Segment Open

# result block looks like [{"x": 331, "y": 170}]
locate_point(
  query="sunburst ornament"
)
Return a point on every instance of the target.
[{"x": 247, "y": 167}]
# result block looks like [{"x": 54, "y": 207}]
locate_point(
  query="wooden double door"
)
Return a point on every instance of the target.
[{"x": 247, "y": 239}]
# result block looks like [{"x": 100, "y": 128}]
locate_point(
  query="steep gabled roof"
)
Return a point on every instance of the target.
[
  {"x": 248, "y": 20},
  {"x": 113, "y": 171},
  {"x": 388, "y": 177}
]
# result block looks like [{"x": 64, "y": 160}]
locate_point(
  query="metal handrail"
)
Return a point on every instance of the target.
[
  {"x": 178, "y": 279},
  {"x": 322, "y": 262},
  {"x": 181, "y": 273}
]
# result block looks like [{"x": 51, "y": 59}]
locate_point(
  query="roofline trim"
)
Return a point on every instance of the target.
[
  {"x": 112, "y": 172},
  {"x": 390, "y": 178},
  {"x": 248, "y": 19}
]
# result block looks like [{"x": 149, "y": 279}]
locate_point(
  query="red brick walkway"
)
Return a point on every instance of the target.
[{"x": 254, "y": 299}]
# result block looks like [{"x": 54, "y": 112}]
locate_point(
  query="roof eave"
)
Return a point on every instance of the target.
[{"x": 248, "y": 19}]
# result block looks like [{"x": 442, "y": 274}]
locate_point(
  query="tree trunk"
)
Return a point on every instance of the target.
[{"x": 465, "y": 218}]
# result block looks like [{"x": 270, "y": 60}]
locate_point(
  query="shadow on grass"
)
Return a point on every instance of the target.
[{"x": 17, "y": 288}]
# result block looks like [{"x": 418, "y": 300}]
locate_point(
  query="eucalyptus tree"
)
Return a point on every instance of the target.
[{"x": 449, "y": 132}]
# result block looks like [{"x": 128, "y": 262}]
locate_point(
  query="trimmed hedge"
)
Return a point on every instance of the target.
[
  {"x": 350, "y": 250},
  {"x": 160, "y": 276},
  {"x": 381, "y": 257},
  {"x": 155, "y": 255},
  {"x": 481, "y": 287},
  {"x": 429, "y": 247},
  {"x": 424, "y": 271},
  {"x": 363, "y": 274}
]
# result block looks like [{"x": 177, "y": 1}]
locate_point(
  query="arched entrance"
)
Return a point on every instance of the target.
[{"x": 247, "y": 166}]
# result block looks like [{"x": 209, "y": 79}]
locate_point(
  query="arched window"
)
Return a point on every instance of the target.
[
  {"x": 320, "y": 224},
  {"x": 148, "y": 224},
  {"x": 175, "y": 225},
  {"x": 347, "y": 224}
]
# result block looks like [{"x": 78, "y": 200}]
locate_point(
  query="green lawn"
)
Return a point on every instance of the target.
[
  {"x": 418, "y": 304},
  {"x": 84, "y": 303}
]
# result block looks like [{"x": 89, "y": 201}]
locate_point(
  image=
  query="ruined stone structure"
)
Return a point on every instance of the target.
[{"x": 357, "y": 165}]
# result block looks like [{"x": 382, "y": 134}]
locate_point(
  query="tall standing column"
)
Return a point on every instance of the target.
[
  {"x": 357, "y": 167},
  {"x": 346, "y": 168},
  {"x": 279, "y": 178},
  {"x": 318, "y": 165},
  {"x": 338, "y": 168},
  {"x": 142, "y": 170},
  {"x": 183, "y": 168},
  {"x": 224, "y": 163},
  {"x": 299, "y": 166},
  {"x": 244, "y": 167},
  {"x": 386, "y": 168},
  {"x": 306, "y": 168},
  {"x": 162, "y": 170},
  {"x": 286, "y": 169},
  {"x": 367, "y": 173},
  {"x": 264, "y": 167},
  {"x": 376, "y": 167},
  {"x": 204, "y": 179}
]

Segment Closed

Assignment: Print each line above exactly as it stands.

Solution:
# result block looks like [{"x": 331, "y": 170}]
locate_point(
  query="sunburst ornament"
)
Return a point on every instance of the target.
[{"x": 247, "y": 167}]
# result block looks like [{"x": 54, "y": 207}]
locate_point(
  query="wooden double door"
)
Return a point on every instance of the target.
[{"x": 247, "y": 239}]
# result block looks like [{"x": 100, "y": 128}]
locate_point(
  query="steep gabled roof"
)
Return a point on every instance of the target.
[
  {"x": 248, "y": 20},
  {"x": 113, "y": 171},
  {"x": 388, "y": 177}
]
# result block looks like [{"x": 64, "y": 160}]
locate_point(
  query="metal handrail"
)
Return a point on every instance of the target.
[
  {"x": 178, "y": 279},
  {"x": 322, "y": 262},
  {"x": 181, "y": 273}
]
# result block looks like [{"x": 51, "y": 59}]
locate_point(
  query="roofline trim"
)
Return a point on every instance of the target.
[
  {"x": 112, "y": 172},
  {"x": 390, "y": 178},
  {"x": 248, "y": 19}
]
# result block looks like [{"x": 149, "y": 279}]
locate_point(
  query="red brick walkway"
)
Return a point on every instance of the target.
[{"x": 254, "y": 299}]
# result block looks like [{"x": 54, "y": 112}]
locate_point(
  query="roof eave"
)
Return a point on every instance of the target.
[{"x": 248, "y": 19}]
# result block looks like [{"x": 442, "y": 274}]
locate_point(
  query="tree trunk"
)
Return a point on every instance of the target.
[{"x": 465, "y": 218}]
# result block looks like [{"x": 270, "y": 60}]
locate_point(
  query="shadow on grass"
)
Return a point on every instance of the target.
[{"x": 17, "y": 288}]
# result block looks like [{"x": 418, "y": 300}]
locate_point(
  query="eucalyptus tree"
)
Return a point on every instance of the target.
[{"x": 449, "y": 132}]
# result block looks like [{"x": 128, "y": 262}]
locate_point(
  query="trimmed hedge"
)
Return a point on every instance of the target.
[
  {"x": 350, "y": 250},
  {"x": 160, "y": 276},
  {"x": 381, "y": 257},
  {"x": 155, "y": 255},
  {"x": 481, "y": 287},
  {"x": 429, "y": 247},
  {"x": 424, "y": 271},
  {"x": 363, "y": 274}
]
# result block looks like [{"x": 177, "y": 1}]
locate_point(
  query="arched entrance"
)
Return a point on every instance of the target.
[{"x": 247, "y": 166}]
# result block looks like [{"x": 209, "y": 79}]
locate_point(
  query="arched window"
)
Return a point on every instance of the target.
[
  {"x": 320, "y": 224},
  {"x": 148, "y": 224},
  {"x": 175, "y": 225},
  {"x": 347, "y": 224}
]
# result block looks like [{"x": 78, "y": 200}]
locate_point(
  query="green lawn"
)
Return a point on every instance of the target.
[
  {"x": 418, "y": 304},
  {"x": 84, "y": 303}
]
# result block looks like [{"x": 89, "y": 201}]
locate_point(
  image=
  query="ruined stone structure"
)
Return a point on every instance of the target.
[{"x": 357, "y": 165}]
# result block looks like [{"x": 382, "y": 134}]
locate_point(
  query="tall standing column"
)
Return a point on every instance of the target.
[
  {"x": 357, "y": 167},
  {"x": 346, "y": 168},
  {"x": 279, "y": 178},
  {"x": 318, "y": 165},
  {"x": 338, "y": 168},
  {"x": 142, "y": 170},
  {"x": 183, "y": 168},
  {"x": 224, "y": 163},
  {"x": 299, "y": 166},
  {"x": 244, "y": 167},
  {"x": 386, "y": 168},
  {"x": 306, "y": 168},
  {"x": 162, "y": 170},
  {"x": 286, "y": 169},
  {"x": 367, "y": 173},
  {"x": 264, "y": 167},
  {"x": 376, "y": 167},
  {"x": 204, "y": 179}
]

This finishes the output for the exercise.